Istruzioni e requisiti> Indica, per favore, quante righe del materiale qui sotto contengono la stringa "wall", distinguendo tra maiuscole e minuscole. Scrivi soltanto il numero.

Dati forniti>
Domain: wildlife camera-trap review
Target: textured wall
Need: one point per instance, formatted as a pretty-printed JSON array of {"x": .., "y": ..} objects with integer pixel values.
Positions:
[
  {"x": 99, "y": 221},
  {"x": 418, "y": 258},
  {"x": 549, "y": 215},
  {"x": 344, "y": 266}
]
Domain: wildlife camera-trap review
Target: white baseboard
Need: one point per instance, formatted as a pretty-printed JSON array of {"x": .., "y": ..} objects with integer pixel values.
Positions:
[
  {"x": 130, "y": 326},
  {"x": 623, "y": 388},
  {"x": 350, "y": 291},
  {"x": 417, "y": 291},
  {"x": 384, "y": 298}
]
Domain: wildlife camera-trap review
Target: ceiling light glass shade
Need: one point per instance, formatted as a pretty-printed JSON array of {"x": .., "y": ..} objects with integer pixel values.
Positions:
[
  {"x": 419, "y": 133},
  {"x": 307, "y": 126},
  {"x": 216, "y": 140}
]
* * *
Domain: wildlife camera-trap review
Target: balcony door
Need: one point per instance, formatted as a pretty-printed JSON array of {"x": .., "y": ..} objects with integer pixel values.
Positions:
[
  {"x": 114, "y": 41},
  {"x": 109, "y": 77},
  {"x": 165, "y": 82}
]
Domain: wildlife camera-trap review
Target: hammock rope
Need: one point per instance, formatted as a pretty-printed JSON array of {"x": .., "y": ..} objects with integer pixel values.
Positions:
...
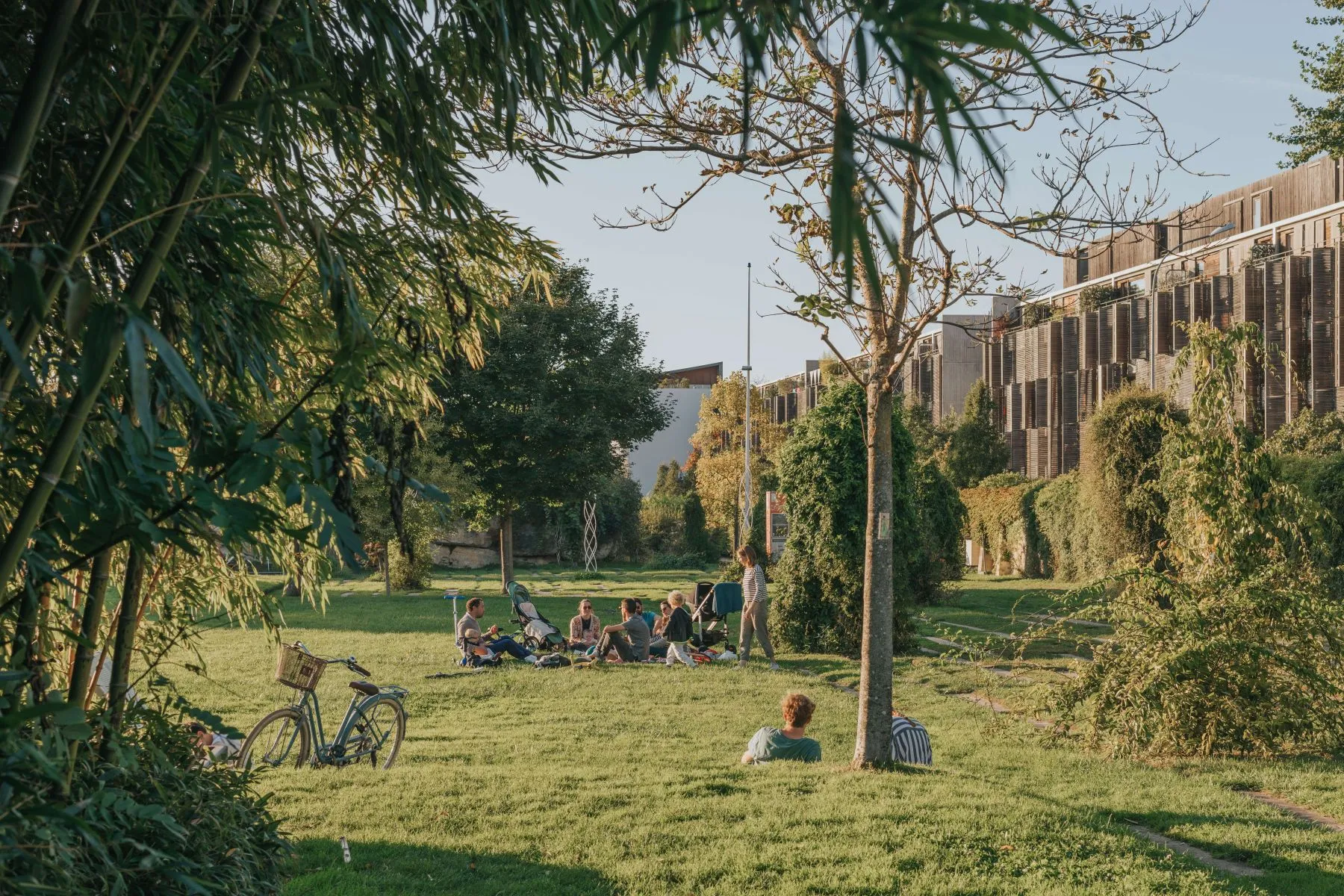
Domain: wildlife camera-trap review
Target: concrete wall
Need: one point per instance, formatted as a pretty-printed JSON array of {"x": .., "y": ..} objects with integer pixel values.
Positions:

Risposta attesa> 2